=== The exercise ===
Revise the items below so that every occurrence of "place a pin" reads "drop a pin", leaving all other text unchanged. Omit the pictures from your answer.

─── Information shown ───

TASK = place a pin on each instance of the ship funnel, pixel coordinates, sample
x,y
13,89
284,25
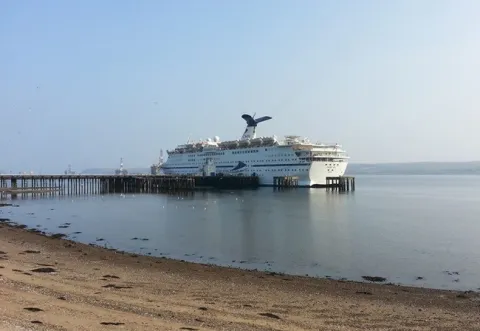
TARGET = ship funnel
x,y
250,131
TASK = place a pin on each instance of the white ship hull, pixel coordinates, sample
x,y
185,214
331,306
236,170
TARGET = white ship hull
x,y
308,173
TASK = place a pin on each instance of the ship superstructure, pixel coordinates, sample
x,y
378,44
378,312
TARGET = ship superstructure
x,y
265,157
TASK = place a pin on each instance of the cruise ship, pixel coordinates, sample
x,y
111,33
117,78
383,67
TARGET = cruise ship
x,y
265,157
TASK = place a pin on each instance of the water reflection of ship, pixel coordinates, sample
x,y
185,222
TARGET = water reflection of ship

───

=== Response to this exercise ===
TASK = drop a pin on each instance of the ship funnel, pixel coordinates, sample
x,y
13,89
284,25
TARGET = ship funnel
x,y
250,131
TASK = drop a pin on each instance of the white ship hull, pixel coordinates, sample
x,y
185,214
331,306
236,170
TARGET = white ship hull
x,y
308,173
TASK = drop a pin on each instance of the ship superstructure, pixel coordinates, sample
x,y
378,44
378,312
TARGET = ship superstructure
x,y
265,157
TASK = drop a pin on each instance of the cruise ship, pixel coordinates, sample
x,y
111,33
117,78
383,67
TARGET = cruise ship
x,y
265,157
TASK = drop a pin on each instance of the water reflection of ship, pixel coordinates, sample
x,y
185,222
TARGET = water reflection of ship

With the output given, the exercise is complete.